== Segment start ==

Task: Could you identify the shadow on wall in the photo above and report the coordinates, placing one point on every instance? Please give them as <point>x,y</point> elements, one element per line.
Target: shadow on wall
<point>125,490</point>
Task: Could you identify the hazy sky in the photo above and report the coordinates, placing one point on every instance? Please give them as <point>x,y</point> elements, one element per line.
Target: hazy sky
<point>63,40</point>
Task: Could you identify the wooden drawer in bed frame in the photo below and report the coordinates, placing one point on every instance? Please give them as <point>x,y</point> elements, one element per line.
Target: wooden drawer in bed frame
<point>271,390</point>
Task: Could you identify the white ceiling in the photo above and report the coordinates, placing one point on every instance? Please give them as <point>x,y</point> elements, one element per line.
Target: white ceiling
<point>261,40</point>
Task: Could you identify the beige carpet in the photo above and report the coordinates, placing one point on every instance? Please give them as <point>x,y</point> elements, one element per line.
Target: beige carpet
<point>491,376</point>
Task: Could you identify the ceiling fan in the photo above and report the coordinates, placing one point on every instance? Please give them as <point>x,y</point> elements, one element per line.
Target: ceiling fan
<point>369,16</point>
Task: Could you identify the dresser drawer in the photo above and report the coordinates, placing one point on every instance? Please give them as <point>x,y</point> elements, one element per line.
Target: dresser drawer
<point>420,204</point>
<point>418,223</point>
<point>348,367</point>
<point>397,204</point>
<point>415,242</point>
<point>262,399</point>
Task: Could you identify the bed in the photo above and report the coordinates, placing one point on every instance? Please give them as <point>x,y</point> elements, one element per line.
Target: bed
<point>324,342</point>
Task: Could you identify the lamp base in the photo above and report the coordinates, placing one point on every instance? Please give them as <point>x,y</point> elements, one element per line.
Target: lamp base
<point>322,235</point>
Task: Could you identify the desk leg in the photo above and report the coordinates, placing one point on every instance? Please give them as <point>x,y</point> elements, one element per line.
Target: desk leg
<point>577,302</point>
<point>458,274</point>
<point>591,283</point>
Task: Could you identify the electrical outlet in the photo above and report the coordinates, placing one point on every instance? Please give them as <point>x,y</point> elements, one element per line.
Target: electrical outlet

== Segment end ==

■ **PROBLEM REQUIREMENTS**
Would you copy, unchanged, the stretch of the records above that begins at the line containing "Target: shadow on wall" and ends at the line containing "Task: Could you identify the hazy", and only that?

■ **TASK OUTPUT**
Target: shadow on wall
<point>125,490</point>
Task: Could you identify the hazy sky in the photo above and report the coordinates, placing one point on every instance? Please give them as <point>x,y</point> elements, one element per line.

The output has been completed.